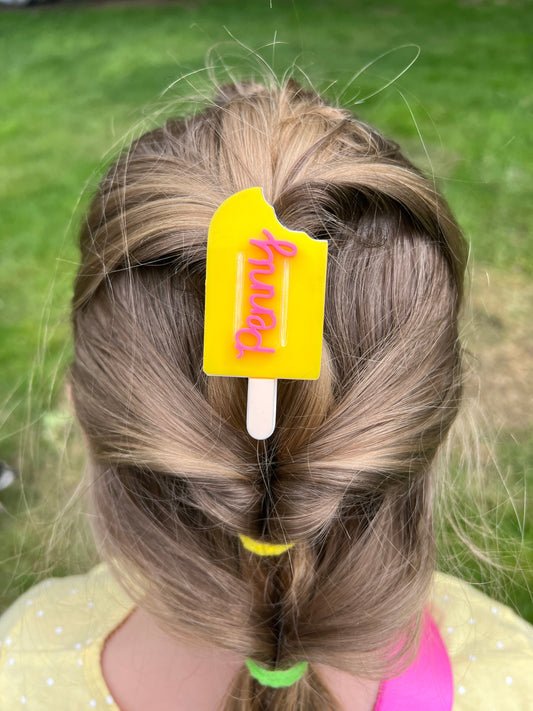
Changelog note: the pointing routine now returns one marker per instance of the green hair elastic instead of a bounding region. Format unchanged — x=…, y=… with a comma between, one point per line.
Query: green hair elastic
x=276, y=678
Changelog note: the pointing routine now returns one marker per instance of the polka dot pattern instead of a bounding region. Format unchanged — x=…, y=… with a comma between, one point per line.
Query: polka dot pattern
x=487, y=645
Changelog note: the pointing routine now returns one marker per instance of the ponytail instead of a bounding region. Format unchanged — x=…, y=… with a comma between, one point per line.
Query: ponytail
x=184, y=500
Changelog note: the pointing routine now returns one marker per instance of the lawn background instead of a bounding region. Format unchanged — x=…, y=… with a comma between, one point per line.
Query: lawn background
x=77, y=78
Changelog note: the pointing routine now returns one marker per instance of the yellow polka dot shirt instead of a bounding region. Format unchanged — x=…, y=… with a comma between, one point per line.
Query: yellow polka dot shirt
x=53, y=636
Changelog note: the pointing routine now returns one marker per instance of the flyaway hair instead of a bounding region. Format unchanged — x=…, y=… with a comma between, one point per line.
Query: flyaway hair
x=347, y=474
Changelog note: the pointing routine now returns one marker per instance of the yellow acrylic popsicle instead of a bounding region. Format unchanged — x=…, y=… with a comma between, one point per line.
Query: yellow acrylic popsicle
x=264, y=299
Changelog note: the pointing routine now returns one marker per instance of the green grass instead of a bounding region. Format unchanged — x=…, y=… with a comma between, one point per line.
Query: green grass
x=75, y=79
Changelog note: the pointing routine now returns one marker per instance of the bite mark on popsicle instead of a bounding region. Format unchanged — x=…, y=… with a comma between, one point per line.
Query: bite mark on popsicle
x=263, y=318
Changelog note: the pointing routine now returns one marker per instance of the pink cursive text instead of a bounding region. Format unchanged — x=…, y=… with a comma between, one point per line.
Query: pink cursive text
x=262, y=318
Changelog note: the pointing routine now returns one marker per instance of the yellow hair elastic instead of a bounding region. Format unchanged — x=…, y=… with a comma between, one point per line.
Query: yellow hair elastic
x=260, y=548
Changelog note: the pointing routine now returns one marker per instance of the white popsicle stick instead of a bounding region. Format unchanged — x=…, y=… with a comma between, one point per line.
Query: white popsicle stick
x=261, y=407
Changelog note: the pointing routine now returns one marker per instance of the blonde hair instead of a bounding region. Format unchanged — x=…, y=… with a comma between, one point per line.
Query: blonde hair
x=347, y=473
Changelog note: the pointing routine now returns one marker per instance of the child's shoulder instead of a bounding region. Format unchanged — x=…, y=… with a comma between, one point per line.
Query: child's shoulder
x=52, y=637
x=59, y=611
x=490, y=647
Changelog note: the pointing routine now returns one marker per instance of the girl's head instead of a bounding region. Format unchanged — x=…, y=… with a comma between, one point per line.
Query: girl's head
x=347, y=474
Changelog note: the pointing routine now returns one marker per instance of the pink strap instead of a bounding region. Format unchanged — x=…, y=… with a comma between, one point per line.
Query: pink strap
x=427, y=683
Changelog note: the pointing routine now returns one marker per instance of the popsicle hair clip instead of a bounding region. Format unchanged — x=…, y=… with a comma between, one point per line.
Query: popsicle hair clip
x=264, y=303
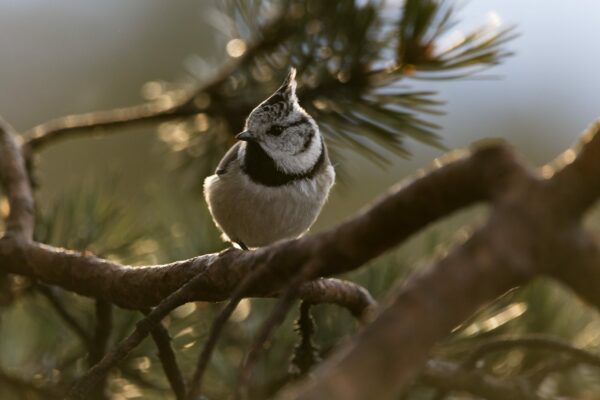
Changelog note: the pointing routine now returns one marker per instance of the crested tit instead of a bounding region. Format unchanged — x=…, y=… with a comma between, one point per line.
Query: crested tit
x=272, y=184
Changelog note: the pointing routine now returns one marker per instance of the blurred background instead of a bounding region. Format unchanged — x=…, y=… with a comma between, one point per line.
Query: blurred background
x=135, y=195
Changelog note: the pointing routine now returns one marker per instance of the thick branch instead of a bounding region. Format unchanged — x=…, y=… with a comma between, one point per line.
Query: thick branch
x=385, y=224
x=385, y=358
x=578, y=182
x=14, y=180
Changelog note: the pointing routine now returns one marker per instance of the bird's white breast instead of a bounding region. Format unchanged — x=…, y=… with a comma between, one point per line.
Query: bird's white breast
x=259, y=215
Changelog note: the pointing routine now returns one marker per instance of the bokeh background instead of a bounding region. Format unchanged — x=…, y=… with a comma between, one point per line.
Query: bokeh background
x=62, y=57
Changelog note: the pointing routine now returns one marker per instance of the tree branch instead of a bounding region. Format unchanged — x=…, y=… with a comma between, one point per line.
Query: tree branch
x=451, y=377
x=61, y=310
x=14, y=180
x=385, y=224
x=531, y=231
x=530, y=342
x=161, y=338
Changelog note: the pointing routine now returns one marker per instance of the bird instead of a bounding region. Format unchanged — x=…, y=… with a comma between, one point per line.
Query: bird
x=273, y=182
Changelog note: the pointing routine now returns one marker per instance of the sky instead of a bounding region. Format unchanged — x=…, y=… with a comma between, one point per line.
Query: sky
x=63, y=57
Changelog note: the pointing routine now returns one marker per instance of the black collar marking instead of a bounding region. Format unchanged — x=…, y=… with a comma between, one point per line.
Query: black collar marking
x=261, y=168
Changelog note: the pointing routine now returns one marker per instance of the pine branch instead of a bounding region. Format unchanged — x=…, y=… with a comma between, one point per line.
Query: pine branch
x=167, y=358
x=13, y=178
x=530, y=342
x=451, y=377
x=61, y=310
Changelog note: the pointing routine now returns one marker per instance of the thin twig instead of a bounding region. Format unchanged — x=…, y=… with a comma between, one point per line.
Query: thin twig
x=99, y=342
x=14, y=180
x=28, y=388
x=385, y=224
x=167, y=358
x=102, y=332
x=275, y=318
x=530, y=342
x=195, y=387
x=60, y=308
x=452, y=377
x=94, y=376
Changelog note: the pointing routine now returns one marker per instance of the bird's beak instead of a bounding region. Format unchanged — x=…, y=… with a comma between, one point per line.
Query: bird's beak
x=245, y=136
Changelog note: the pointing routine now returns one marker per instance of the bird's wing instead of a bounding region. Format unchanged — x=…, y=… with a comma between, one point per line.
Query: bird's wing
x=230, y=156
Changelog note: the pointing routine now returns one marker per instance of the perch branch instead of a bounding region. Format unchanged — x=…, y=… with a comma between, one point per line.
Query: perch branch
x=531, y=231
x=276, y=317
x=385, y=224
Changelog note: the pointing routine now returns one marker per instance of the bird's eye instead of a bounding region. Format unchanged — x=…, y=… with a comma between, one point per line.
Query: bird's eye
x=275, y=130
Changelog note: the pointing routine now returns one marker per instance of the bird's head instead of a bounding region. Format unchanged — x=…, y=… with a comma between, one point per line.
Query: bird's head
x=281, y=127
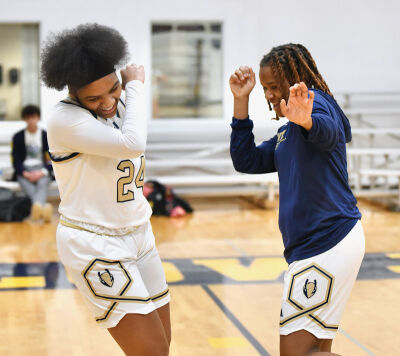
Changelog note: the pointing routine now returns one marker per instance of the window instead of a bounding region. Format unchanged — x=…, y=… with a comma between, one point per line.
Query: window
x=187, y=70
x=19, y=68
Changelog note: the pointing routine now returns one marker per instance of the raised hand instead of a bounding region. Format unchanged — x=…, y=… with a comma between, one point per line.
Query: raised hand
x=242, y=82
x=132, y=72
x=299, y=106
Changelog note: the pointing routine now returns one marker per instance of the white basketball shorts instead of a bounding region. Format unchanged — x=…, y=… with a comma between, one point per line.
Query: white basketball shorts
x=316, y=289
x=116, y=275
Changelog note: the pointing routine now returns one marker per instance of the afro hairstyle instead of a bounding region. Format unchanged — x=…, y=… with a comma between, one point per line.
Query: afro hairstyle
x=79, y=56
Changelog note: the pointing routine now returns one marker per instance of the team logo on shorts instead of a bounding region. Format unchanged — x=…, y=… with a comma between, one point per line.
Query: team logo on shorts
x=106, y=278
x=310, y=288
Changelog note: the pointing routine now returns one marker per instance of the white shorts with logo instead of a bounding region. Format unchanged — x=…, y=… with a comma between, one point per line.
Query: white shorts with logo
x=316, y=289
x=116, y=275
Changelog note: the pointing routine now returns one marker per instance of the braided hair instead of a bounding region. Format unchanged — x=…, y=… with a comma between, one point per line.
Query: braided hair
x=292, y=63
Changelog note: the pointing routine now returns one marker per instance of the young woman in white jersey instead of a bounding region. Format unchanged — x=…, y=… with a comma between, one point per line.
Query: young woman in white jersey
x=97, y=144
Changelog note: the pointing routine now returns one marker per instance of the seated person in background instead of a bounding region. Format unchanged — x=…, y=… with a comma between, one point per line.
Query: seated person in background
x=32, y=164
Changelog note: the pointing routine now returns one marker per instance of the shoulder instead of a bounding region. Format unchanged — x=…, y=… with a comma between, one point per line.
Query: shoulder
x=66, y=115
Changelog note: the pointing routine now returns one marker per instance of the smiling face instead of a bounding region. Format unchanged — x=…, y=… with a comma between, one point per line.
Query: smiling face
x=100, y=96
x=272, y=89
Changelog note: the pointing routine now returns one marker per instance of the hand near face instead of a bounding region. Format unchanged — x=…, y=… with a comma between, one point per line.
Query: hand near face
x=132, y=72
x=299, y=106
x=242, y=82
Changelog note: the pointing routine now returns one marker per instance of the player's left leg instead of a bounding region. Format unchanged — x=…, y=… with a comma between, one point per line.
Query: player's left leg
x=303, y=343
x=326, y=345
x=315, y=293
x=141, y=335
x=152, y=273
x=164, y=314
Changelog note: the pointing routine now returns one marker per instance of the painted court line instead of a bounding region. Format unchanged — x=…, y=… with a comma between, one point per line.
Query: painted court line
x=250, y=338
x=359, y=344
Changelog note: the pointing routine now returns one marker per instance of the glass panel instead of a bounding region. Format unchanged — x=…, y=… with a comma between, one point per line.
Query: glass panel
x=19, y=68
x=187, y=70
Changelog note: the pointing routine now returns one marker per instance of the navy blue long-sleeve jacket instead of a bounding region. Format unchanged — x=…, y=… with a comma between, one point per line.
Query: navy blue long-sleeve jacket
x=316, y=206
x=18, y=153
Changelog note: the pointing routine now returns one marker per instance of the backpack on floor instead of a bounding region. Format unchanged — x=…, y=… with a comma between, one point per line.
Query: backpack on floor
x=13, y=207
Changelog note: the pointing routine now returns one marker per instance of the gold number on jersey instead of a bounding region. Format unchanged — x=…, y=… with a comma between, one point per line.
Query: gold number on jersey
x=128, y=167
x=139, y=181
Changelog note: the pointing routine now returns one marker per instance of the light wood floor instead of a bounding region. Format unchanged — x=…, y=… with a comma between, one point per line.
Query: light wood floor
x=233, y=309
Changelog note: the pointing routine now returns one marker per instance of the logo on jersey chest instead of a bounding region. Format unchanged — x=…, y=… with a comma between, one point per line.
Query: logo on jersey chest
x=106, y=278
x=310, y=288
x=281, y=138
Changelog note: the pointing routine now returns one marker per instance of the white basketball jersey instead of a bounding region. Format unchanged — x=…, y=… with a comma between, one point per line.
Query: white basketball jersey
x=99, y=164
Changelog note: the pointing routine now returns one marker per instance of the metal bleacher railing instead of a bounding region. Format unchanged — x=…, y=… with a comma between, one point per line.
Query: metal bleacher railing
x=195, y=160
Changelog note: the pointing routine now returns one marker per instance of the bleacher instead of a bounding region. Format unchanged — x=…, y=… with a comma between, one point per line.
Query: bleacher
x=194, y=158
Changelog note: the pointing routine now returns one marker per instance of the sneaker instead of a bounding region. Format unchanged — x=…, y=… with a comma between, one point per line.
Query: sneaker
x=47, y=212
x=36, y=212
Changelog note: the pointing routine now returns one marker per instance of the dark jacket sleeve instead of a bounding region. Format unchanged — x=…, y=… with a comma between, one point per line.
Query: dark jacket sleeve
x=45, y=151
x=246, y=156
x=325, y=130
x=18, y=152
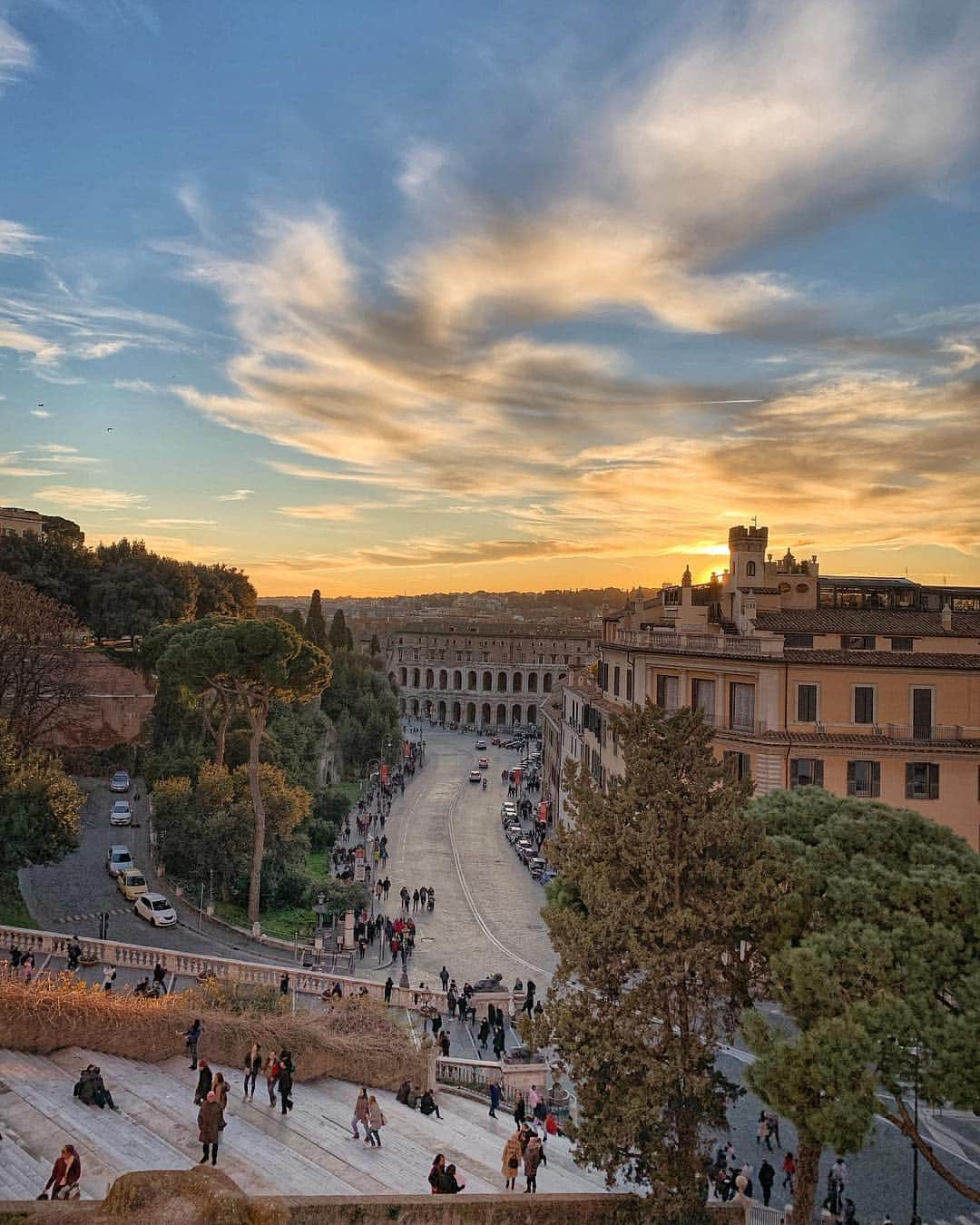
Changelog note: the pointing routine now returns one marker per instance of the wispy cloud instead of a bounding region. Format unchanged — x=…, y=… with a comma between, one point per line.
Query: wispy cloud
x=16, y=239
x=16, y=55
x=177, y=524
x=90, y=499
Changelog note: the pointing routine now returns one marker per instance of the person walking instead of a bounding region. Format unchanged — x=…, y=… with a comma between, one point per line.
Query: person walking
x=375, y=1122
x=435, y=1173
x=286, y=1081
x=191, y=1038
x=510, y=1161
x=766, y=1179
x=361, y=1113
x=205, y=1078
x=210, y=1126
x=220, y=1088
x=252, y=1067
x=533, y=1154
x=272, y=1075
x=65, y=1172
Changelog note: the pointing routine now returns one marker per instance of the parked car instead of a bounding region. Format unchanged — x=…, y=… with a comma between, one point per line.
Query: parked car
x=118, y=859
x=120, y=814
x=132, y=884
x=156, y=909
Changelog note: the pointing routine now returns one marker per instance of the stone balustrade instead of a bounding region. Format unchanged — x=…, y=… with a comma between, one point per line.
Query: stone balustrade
x=113, y=952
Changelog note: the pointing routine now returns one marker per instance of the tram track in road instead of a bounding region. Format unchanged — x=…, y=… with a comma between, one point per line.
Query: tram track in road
x=473, y=909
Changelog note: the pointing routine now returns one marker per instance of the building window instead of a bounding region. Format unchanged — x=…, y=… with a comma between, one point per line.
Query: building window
x=864, y=779
x=921, y=713
x=806, y=772
x=667, y=692
x=921, y=780
x=806, y=703
x=738, y=766
x=864, y=703
x=742, y=706
x=702, y=697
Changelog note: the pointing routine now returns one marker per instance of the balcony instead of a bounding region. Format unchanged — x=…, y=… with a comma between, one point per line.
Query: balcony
x=699, y=643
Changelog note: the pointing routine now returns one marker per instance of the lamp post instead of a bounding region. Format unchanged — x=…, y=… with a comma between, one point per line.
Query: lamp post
x=916, y=1217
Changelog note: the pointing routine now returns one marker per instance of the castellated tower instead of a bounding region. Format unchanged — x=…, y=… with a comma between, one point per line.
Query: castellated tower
x=746, y=549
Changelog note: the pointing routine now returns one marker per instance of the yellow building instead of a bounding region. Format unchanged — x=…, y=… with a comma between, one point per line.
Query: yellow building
x=865, y=686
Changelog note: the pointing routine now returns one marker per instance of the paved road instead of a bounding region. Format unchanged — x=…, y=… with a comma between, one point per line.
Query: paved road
x=447, y=833
x=69, y=896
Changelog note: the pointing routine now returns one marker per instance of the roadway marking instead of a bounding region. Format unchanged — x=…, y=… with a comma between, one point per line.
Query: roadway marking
x=472, y=904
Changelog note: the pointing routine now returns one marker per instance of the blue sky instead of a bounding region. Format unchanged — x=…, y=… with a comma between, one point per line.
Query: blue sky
x=386, y=298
-.-.-
_Set exercise_
Convert the lines of the records, from the line containing "of the smiling" up to and including the line containing "x=272, y=89", into a Markdown table whose columns are headed Row and Line, with blank lines omitted.

_Output for this exercise_
| Row | Line |
|---|---|
| 1 | Changelog note: the pointing routine now returns one marker per instance of the smiling face instead of a bounding region. Format unchanged — x=…, y=… with a comma between, one point per line. |
| 2 | Query: smiling face |
| 3 | x=100, y=96 |
| 4 | x=272, y=89 |